**Problems to work on**
(1) What sample categories does the preprocessing text list for a variable naming countries?
(2) Please transcribe the records, starting with the line containing "Can you see the snow ridge" and going on through the last line of the records.

**Provided text**

━━━

Preprocessing

Introduction

Behind the hype of data modeling and machine learning there is a specialized knowledge of the topics that are modeled and a process of construction of the databases. That is, data does not just ‘appear’. Most of the times, it is built by a group of researchers or public government professionals who carefully build instruments to measure different indicators relevant for complex issues. But of course, this process can present errors: wrongly coded information, missing values, inconsistencies, and so on. Therefore, the preprocessing of a dataset is a highly important step in the whole workflow and it can’t be thought of as something independent. During this class, we will go over some of the steps that one should take into account when preprocessing data for a modeling workflow.

Exploring the dataset

The first step in data processing implies doing a basic exploration. This implies looking over the documentation of the dataset provided (if it wasn’t built by ourselves), importing the dataset into the statistical program we will use and summarizing the main characteristics. Our goal in this step is to gain a deep understanding of the dataset: including its structure, content and context. A key element to take into account is the types of variables and how we expect them to perform. Recall that we have three types of variables:

  • Categorical: Character values, with no specific order. For example, a variable naming countries can have the categories “United States”, “Spain”, “Germany”, “Argentina”… and so on. There is no implicit or explicit order for these categories.

━━━

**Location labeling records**
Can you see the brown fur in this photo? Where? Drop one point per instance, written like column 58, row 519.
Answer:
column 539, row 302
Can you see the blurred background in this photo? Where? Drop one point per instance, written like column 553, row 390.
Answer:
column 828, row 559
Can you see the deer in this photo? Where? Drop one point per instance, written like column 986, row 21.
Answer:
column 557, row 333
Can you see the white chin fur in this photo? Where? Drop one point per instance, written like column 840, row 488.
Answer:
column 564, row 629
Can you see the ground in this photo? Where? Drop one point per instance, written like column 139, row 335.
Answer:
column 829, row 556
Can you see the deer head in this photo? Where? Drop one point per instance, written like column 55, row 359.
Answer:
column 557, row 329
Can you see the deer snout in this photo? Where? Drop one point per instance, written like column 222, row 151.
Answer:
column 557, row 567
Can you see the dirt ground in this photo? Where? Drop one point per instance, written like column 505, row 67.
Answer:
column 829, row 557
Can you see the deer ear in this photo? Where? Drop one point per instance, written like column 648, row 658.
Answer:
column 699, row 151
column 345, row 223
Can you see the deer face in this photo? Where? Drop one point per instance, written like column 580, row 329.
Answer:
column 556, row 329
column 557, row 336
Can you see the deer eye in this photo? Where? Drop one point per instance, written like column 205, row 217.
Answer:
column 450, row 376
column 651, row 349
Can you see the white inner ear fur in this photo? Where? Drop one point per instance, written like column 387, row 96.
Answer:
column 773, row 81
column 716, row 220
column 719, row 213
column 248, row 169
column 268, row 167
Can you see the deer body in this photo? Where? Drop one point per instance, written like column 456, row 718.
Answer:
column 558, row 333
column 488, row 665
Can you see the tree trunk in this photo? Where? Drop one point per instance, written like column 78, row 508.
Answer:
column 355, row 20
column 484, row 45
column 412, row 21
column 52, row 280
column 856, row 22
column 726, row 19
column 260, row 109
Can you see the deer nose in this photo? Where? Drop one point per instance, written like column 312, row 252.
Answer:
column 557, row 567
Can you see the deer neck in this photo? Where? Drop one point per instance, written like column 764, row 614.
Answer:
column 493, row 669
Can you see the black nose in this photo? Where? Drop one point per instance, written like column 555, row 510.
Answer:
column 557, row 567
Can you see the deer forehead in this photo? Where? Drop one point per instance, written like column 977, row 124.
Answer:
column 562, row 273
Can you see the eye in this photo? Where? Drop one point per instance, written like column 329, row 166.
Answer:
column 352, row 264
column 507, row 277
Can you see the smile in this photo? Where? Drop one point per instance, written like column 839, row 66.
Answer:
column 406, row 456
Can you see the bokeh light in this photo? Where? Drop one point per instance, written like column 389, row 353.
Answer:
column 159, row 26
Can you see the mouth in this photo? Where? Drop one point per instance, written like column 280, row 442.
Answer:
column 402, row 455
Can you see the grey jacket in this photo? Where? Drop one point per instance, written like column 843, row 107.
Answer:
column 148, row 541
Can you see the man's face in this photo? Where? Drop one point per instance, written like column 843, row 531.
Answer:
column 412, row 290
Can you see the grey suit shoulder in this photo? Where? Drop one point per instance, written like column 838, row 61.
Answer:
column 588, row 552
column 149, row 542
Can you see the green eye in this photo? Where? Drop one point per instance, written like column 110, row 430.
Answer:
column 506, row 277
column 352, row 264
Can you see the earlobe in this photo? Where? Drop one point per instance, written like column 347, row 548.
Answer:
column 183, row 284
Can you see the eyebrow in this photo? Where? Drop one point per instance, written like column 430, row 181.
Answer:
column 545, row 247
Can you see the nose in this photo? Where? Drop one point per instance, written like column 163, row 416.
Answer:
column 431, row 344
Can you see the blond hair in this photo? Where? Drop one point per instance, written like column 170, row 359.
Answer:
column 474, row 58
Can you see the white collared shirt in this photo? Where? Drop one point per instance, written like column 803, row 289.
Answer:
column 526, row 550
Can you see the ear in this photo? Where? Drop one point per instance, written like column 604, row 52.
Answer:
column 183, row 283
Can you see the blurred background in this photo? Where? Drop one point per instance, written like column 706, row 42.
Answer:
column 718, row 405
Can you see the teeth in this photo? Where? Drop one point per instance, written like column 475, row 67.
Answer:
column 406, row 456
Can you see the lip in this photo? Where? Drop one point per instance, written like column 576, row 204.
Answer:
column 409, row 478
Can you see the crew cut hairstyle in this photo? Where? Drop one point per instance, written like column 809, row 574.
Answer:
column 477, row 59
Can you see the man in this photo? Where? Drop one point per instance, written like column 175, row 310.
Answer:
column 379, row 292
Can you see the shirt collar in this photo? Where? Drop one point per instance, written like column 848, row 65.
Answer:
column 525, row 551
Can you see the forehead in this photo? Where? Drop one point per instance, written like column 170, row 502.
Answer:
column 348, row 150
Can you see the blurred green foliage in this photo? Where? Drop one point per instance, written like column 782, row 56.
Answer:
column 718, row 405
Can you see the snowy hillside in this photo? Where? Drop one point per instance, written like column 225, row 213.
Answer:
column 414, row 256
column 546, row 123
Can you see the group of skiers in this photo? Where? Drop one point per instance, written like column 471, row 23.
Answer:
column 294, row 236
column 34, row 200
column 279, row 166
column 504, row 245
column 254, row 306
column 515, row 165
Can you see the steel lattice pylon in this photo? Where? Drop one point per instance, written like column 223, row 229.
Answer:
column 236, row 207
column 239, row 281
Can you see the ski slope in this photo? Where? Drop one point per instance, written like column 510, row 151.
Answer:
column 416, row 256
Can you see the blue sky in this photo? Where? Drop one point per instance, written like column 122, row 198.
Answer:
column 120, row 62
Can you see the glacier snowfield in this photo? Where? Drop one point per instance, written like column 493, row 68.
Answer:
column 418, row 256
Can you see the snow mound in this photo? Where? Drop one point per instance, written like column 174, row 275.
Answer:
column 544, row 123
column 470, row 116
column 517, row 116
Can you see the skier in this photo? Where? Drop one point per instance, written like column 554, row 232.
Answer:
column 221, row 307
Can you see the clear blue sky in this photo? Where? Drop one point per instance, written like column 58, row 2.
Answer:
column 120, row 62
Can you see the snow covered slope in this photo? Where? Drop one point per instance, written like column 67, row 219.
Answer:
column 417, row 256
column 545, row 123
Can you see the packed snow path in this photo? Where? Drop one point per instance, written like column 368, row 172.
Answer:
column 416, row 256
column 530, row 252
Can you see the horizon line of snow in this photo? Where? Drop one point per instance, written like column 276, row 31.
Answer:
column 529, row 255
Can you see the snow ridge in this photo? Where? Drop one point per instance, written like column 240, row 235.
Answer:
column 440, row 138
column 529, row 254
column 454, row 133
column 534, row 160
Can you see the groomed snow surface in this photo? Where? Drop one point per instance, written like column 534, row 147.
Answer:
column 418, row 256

━━━

**Complete answers**
(1) "United States", "Spain", "Germany", and "Argentina"

(2)
Can you see the snow ridge in this photo? Where? Drop one point per instance, written like column 240, row 235.
Answer:
column 440, row 138
column 529, row 254
column 454, row 133
column 534, row 160
Can you see the groomed snow surface in this photo? Where? Drop one point per instance, written like column 534, row 147.
Answer:
column 418, row 256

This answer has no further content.